» **Assignment**:
Which lines of the records below contain the word "after"? Show each one.
___ Task data
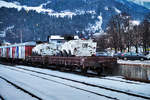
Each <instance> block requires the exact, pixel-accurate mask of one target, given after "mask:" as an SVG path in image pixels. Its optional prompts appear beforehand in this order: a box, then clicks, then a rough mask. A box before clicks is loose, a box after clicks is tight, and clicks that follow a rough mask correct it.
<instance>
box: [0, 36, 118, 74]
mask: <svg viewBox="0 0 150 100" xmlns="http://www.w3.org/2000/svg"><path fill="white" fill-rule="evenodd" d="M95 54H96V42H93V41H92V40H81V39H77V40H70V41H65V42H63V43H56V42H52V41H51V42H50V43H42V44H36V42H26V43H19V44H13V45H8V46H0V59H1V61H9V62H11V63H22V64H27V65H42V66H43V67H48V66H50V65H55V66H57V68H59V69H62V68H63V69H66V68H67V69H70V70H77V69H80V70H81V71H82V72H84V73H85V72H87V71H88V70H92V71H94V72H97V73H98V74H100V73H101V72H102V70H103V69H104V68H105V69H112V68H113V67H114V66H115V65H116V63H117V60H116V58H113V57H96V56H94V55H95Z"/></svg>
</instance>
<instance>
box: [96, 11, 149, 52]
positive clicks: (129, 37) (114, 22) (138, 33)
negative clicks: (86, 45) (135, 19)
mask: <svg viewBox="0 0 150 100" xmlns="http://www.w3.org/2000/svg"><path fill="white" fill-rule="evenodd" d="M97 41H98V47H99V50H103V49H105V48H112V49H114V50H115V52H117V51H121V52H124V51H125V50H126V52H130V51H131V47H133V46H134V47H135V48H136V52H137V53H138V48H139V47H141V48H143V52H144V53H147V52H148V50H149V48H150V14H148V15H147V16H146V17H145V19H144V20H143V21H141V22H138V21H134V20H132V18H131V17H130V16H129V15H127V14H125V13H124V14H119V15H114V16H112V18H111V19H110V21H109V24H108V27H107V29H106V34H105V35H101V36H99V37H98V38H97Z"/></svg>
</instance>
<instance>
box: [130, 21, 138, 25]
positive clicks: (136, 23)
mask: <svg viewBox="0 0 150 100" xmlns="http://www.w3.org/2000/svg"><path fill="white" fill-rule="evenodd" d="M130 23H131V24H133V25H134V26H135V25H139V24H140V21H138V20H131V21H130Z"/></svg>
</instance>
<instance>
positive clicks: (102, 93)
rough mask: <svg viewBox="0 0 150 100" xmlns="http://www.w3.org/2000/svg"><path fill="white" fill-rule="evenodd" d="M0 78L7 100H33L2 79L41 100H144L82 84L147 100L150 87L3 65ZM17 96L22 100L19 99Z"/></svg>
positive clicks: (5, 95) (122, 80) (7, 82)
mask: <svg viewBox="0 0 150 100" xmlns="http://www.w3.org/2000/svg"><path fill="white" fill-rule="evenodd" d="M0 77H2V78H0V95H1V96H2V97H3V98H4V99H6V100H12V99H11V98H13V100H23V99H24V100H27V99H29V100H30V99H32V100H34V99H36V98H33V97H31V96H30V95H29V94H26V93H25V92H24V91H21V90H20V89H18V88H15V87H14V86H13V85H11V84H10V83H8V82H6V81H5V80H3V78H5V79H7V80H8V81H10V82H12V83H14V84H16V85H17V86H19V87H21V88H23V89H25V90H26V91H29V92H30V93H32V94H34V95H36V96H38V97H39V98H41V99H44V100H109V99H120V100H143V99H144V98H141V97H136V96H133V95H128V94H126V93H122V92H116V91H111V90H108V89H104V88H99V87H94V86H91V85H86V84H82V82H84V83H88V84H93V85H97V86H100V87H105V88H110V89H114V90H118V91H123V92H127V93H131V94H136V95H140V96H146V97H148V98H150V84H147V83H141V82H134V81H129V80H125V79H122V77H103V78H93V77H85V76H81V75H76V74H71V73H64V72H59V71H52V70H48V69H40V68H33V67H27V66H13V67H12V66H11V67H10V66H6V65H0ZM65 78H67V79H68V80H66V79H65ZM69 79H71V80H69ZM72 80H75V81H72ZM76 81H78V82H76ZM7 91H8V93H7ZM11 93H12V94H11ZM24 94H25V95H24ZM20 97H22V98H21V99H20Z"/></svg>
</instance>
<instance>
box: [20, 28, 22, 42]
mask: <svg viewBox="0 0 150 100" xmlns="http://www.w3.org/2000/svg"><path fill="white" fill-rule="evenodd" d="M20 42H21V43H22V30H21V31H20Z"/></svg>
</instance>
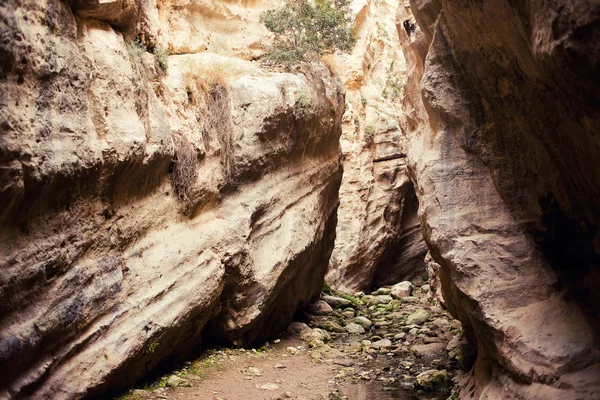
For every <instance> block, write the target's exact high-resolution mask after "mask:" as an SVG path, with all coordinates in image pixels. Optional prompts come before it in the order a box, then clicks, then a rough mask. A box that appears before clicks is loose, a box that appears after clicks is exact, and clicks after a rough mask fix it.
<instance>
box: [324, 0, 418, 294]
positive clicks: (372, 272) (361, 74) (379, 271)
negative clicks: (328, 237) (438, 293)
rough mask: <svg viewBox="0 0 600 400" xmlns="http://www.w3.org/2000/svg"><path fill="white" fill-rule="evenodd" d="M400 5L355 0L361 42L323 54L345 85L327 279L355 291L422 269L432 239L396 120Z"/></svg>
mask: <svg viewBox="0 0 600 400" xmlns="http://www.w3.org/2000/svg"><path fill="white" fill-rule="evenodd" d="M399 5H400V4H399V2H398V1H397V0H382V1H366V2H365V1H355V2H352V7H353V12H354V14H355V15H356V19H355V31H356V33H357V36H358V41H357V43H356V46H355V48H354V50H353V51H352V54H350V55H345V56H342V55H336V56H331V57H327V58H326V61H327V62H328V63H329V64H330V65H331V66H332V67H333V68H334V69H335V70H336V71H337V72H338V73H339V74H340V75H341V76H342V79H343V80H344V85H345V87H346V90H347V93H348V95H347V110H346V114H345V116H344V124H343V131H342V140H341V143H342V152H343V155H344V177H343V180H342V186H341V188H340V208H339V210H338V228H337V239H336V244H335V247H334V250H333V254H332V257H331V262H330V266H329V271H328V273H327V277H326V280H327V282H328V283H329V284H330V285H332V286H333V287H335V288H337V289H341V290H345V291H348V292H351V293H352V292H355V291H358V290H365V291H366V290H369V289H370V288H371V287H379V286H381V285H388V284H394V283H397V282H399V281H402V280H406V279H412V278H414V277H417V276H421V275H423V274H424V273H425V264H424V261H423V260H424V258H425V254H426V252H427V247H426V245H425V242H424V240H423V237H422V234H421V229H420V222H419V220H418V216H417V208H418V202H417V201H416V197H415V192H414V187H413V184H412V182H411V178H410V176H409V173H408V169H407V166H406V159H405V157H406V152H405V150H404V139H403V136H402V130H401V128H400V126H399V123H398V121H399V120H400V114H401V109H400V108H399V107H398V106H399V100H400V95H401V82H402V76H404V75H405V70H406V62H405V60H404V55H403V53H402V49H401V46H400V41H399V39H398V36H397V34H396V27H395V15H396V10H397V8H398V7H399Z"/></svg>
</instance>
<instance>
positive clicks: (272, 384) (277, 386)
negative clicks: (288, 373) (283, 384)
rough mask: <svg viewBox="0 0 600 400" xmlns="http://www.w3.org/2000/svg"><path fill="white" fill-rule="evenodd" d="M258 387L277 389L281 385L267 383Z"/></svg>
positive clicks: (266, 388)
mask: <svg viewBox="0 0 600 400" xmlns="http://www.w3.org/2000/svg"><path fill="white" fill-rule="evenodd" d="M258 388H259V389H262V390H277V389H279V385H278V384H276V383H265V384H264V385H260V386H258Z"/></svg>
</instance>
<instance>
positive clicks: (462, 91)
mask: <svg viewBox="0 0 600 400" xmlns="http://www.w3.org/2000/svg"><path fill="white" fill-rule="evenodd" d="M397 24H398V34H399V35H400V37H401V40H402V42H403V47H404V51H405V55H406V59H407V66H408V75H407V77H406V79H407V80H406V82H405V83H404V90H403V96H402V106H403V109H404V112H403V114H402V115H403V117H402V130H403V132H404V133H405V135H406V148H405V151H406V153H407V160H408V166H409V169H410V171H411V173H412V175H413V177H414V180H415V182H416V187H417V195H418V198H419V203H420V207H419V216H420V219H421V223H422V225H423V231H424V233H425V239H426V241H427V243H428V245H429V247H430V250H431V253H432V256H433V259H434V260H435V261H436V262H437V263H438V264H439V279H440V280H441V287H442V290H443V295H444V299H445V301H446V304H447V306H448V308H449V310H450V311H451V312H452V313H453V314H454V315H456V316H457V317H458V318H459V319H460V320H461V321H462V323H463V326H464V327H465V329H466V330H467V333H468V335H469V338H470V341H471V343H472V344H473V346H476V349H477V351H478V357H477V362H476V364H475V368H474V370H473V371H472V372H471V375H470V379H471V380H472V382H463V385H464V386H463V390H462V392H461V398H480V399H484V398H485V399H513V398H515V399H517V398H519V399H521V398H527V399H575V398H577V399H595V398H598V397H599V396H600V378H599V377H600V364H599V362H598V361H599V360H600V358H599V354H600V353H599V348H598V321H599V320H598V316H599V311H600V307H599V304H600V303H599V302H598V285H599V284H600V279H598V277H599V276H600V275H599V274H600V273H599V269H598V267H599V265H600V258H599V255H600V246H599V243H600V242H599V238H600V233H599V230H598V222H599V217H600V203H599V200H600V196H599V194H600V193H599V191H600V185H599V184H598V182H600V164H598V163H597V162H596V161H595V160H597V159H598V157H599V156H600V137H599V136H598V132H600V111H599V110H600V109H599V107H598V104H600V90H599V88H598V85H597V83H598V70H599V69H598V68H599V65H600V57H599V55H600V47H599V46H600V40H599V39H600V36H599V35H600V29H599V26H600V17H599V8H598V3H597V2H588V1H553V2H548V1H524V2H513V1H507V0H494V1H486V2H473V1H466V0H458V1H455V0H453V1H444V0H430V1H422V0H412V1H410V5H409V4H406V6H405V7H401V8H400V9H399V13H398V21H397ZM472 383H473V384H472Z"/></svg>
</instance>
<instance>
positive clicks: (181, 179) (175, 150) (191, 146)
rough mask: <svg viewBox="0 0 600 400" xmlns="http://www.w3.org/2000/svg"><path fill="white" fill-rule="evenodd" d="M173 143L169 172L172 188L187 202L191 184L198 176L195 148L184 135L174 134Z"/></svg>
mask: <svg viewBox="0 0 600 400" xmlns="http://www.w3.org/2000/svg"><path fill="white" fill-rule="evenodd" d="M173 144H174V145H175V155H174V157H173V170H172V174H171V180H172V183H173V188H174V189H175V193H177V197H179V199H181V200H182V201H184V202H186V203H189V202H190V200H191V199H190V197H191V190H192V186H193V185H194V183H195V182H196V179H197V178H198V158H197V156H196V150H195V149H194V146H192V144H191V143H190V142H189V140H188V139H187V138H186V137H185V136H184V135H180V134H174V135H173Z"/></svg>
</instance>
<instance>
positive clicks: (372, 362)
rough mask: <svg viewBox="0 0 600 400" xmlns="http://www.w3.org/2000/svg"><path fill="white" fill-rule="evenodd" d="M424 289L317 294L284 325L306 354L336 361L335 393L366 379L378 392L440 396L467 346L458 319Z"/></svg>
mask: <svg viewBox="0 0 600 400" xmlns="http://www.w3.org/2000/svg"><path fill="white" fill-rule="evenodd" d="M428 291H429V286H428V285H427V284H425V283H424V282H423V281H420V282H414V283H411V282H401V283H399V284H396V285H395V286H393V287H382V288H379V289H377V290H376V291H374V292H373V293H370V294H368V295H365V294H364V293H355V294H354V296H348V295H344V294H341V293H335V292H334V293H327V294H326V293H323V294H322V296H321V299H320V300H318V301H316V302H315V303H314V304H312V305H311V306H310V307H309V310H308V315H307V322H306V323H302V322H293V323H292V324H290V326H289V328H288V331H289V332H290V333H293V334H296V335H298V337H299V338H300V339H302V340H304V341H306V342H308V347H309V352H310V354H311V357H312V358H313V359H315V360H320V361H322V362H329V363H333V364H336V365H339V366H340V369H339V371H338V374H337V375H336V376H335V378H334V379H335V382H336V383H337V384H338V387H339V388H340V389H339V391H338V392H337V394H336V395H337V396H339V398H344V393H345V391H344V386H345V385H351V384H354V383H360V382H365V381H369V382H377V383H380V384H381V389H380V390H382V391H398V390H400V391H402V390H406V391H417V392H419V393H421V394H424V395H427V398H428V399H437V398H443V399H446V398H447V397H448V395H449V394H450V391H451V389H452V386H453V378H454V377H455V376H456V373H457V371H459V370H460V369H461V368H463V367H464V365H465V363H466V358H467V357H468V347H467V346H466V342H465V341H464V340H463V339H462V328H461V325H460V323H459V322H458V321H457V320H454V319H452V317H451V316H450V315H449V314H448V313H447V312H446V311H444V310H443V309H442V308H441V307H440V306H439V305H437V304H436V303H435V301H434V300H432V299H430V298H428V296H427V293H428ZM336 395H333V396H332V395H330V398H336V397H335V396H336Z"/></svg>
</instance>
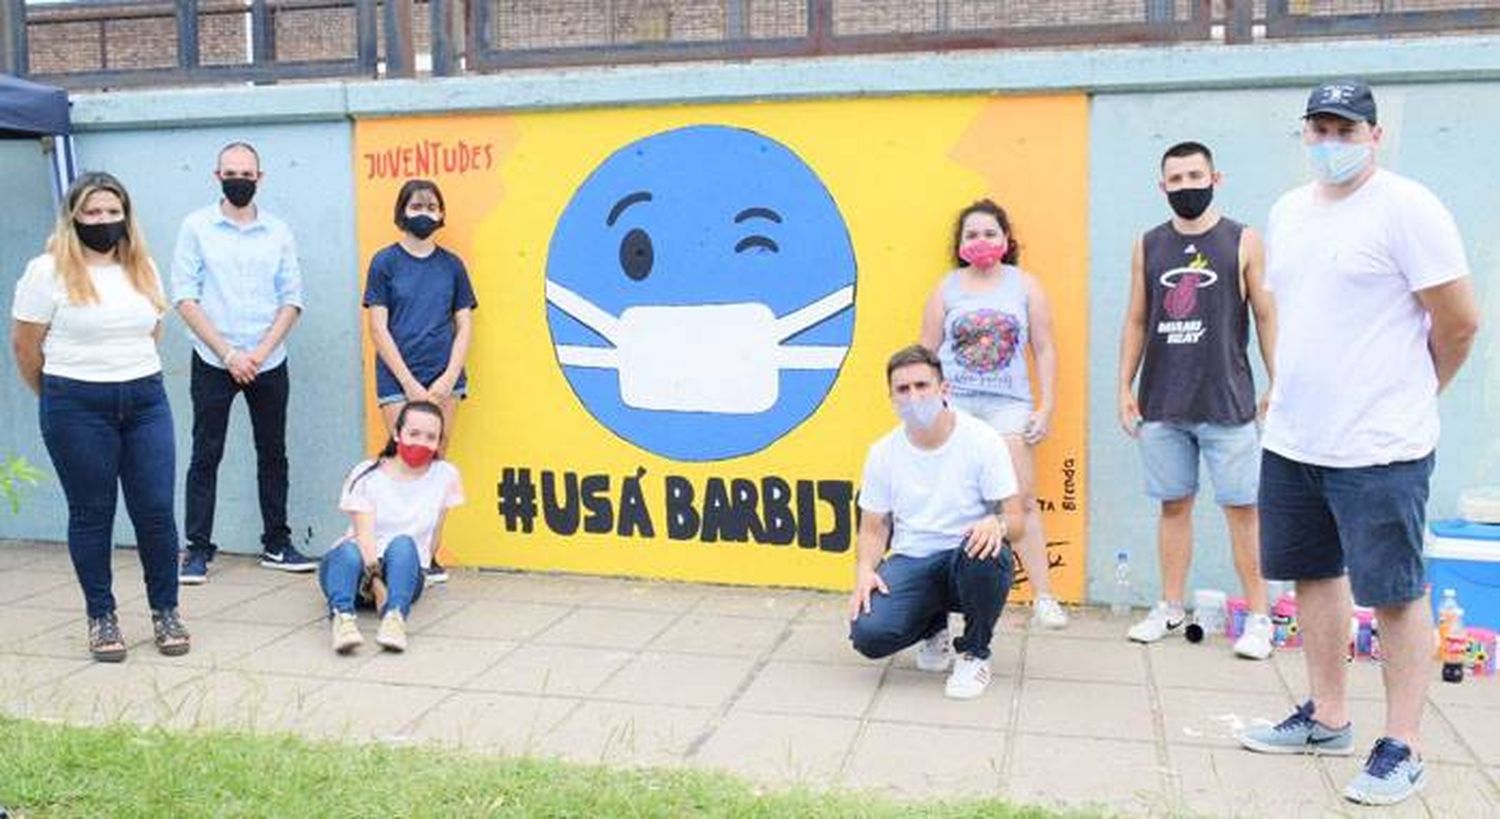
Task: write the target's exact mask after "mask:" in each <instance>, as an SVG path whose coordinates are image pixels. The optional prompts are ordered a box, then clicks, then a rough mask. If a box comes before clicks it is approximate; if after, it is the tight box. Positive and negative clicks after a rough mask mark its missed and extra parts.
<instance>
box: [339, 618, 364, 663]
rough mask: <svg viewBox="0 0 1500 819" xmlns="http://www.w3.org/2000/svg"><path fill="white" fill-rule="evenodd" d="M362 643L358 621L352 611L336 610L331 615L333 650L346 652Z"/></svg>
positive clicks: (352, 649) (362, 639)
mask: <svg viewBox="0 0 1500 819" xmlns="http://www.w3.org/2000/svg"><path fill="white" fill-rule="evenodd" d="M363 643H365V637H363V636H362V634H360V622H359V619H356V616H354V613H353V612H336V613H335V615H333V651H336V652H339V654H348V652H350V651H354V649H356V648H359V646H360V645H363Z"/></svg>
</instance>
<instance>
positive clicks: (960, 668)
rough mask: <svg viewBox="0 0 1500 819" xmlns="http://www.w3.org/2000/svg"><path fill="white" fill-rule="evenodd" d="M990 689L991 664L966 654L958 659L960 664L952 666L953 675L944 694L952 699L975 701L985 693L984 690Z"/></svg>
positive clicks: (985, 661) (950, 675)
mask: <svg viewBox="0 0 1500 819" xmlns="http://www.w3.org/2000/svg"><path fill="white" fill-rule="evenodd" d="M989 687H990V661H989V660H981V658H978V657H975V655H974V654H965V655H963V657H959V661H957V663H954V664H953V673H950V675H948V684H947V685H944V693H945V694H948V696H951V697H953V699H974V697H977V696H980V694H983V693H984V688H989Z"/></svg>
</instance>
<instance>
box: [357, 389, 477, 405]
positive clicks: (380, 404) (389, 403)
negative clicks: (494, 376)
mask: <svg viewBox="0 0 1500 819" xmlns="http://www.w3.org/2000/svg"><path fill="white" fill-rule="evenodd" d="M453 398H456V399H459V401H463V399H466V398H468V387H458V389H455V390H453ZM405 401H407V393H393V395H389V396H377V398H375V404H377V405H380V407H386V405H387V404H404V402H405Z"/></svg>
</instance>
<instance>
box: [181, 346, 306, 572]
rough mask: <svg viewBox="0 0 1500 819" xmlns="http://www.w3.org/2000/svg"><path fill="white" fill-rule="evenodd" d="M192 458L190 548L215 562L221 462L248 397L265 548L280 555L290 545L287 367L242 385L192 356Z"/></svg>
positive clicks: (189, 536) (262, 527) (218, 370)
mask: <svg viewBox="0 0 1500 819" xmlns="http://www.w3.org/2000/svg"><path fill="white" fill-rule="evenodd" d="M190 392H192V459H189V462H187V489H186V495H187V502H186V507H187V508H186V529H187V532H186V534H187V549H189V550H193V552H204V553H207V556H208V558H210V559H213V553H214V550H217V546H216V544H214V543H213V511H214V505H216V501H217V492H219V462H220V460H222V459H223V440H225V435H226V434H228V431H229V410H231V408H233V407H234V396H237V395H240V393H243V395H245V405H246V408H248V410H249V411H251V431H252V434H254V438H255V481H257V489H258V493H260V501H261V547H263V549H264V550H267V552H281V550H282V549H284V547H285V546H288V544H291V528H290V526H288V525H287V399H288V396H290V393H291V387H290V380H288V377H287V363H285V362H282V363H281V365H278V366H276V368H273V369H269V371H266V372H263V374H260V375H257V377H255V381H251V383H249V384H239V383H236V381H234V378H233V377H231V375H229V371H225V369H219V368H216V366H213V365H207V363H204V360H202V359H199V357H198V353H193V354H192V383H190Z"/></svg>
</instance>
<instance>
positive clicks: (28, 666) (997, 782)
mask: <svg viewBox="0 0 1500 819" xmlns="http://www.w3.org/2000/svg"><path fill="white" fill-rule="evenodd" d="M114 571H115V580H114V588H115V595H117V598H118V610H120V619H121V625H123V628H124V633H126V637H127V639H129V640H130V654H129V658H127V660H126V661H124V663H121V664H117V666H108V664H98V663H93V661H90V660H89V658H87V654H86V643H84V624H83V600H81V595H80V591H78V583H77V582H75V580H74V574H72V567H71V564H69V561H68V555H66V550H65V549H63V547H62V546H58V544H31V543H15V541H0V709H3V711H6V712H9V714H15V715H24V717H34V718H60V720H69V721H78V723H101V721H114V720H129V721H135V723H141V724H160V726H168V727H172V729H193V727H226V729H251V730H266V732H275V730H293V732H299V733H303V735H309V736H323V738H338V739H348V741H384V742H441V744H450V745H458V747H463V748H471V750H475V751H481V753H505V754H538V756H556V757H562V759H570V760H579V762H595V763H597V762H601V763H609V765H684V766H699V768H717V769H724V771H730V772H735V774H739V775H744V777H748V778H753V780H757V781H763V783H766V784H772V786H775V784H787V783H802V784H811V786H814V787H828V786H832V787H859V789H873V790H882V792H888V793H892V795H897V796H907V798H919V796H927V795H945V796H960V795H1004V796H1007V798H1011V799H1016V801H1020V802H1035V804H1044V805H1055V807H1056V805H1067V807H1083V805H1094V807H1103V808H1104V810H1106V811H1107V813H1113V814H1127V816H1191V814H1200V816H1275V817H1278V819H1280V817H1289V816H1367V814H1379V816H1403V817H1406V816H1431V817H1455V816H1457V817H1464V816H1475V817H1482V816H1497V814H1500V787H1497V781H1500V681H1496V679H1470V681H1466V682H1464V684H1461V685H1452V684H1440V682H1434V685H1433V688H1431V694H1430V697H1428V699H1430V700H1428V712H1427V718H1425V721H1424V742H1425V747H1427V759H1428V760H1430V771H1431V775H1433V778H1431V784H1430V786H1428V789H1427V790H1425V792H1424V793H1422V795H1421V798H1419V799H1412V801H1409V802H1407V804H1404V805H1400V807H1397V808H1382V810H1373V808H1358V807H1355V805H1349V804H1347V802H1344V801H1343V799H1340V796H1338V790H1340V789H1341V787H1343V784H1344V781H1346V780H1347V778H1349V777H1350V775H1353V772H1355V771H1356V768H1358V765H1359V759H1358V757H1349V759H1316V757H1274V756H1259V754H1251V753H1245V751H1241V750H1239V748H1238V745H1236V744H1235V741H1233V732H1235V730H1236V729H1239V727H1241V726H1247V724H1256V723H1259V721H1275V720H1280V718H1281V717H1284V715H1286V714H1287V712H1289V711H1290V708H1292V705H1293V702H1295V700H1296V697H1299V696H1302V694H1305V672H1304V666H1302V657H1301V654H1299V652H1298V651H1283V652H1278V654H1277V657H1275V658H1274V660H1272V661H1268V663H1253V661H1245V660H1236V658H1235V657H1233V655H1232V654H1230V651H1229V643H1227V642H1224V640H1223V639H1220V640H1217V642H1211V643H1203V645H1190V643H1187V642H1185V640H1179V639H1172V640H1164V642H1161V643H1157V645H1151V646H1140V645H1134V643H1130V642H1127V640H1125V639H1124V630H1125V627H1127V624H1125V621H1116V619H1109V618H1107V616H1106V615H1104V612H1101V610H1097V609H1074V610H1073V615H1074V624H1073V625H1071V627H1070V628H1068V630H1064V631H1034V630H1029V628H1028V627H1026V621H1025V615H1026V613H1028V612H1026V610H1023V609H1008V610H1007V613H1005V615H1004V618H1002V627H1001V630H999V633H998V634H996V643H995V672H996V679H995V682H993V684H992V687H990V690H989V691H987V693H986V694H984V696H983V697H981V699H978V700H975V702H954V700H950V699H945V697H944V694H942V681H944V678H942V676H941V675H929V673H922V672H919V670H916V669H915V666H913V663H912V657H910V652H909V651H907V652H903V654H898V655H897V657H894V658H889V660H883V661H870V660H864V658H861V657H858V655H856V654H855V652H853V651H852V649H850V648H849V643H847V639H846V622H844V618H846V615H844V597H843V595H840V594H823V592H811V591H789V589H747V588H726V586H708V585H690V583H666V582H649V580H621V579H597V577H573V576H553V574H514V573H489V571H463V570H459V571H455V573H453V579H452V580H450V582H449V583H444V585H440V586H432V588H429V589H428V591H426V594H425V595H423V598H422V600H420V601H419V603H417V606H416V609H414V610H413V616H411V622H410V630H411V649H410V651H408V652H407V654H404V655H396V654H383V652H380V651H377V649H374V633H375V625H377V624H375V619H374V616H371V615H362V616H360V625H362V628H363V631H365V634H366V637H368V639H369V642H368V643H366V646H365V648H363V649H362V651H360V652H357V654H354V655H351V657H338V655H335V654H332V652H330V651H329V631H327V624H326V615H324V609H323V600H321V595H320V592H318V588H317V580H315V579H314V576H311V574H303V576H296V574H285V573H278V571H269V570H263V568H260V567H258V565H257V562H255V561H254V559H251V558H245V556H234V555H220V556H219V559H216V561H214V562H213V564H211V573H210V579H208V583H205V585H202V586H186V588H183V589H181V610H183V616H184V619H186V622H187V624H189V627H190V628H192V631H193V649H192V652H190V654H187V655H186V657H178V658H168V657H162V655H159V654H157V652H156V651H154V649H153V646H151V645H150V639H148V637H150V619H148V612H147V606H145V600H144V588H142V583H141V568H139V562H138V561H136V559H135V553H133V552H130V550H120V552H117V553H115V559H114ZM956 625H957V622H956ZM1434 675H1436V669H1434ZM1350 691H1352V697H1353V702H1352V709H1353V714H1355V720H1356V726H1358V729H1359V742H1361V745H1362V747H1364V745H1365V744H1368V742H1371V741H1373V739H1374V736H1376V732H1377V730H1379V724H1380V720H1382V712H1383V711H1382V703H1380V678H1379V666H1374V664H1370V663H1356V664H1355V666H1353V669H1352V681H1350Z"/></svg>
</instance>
______
» **Result of this task**:
Each <instance> block requires the exact, pixel-accurate mask of one target, given after "mask:" as an SVG path in image pixels. Its optional prompts appear beforehand in this order: a box, then clicks, then a rough mask. A box before clicks is loose, a box after clicks is tight, and clicks that follow a rough mask correct it.
For every <instance> block, write the target's exact high-resolution mask after "mask:" as an SVG path, with all coordinates in image pixels. Optional prompts come before it in the order a box, then clicks, then a rough mask. A box that appears before clicks is loose, a box that appears after clicks is exact, and clicks after a rough mask fix it.
Task: write the target's exact mask after "mask:" in each <instance>, as an SVG path whose coordinates are image pixels. The optional prompts are ordered a box, then clicks, then a rough mask. If a box comes before clicks it is approximate; if after, it is the tight box. Positive and negative clicks after a rough mask mark its missed and extra parts.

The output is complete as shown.